• **Herausforderung 1**: Gib die Zeilen der Datensätze von der Zeile mit „If you could locate the white building“ bis einschließlich zum Ende der Datensätze als nummerierte Liste wieder und lass dabei Leerzeilen weg.

• **Textabschnitt**:
□ □ □ □ □
Wie Kirchdorf zum neuen Wappen kam
Die erste Gemeindeversammlung der neuen Gemeinde Kirchdorf hat aus drei Vorschlägen ein neues Wappen gewählt. Die Varianten waren umstritten – und der Weg zum neuen Wappen beschwerlich.

Am Ende ist der Fall klar. Die neue Gemeinde Kirchdorf will kein Wappen mit einer Kirche, wie es vielleicht naheliegend wäre. Sie will kein Wappen mit einem Baum, von denen es hier so viele gibt. Die Gemeinde will ein Wappen mit... mit was?
Das ist gar nicht so einfach zu beschreiben. Und deshalb wird die exakte Definition des Wappens in einer speziellen, codierten Sprache die letzte Herausforderung sein auf dem langen Weg der fusionierten Gemeinde zu einem neuen Wappen. Es wird eine Aufgabe für Manuel Kehrli sein, einem promovierten Kunsthistoriker, der die Gemeinde als Heraldikexperte begleitet hat.
□ □ □ □ □
(Punktbasierte Annotationsdaten)
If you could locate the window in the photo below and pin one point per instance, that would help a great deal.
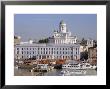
(17, 52)
(60, 52)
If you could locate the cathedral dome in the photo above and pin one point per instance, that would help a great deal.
(62, 22)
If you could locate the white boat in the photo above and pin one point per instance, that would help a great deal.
(78, 66)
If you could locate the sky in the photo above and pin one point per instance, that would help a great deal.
(38, 26)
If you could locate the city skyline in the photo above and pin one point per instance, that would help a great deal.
(37, 26)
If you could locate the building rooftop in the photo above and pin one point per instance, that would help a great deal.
(48, 44)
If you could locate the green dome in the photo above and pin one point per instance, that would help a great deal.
(62, 22)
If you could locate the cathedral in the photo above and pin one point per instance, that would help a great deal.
(62, 36)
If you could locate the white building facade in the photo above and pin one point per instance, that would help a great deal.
(63, 36)
(47, 51)
(61, 46)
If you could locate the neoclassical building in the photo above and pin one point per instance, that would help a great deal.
□ □ □ □ □
• **Herausforderung 2**: Prüfe, ob die folgenden Aussagen mit dem Text über das neue Wappen von Kirchdorf übereinstimmen, und beantworte jede mit Ja oder Nein samt den entscheidenden Worten des Textes als genaues Zitat: (a) Die Gemeindeversammlung hat das neue Wappen aus drei Vorschlägen gewählt. (b) Die neue Gemeinde will ein Wappen mit einem Baum. (c) Manuel Kehrli ist promovierter Kunsthistoriker.

• **Vollständige Ausgabe 1**:
1. If you could locate the white building facade in the photo above and pin one point per instance, that would help a great deal.
2. (63, 36)
3. (47, 51)
4. (61, 46)
5. If you could locate the neoclassical building in the photo above and pin one point per instance, that would help a great deal.

• **Vollständige Ausgabe 2**:
(a) Ja – „hat aus drei Vorschlägen ein neues Wappen gewählt“
(b) Nein – „Sie will kein Wappen mit einem Baum“
(c) Ja – „einem promovierten Kunsthistoriker“